## [ACTIVITY]
Among the entries that follow, find every line with the word "butterfly" and copy it.

## [RECORDS FOR THIS EXERCISE]

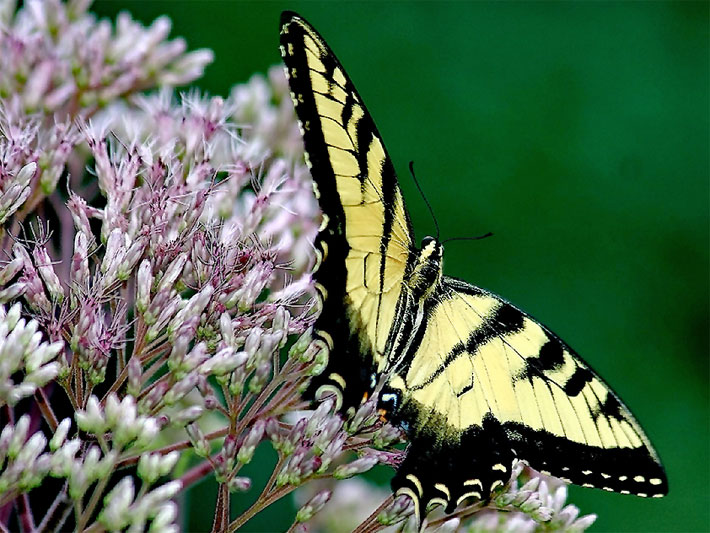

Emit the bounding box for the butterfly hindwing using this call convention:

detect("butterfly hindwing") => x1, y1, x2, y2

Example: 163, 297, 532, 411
386, 277, 667, 513
280, 12, 415, 410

## [OUTPUT OF THE TASK]
Emit the bounding box for the butterfly hindwing using this call convention:
detect("butterfly hindwing") => x1, y1, x2, y2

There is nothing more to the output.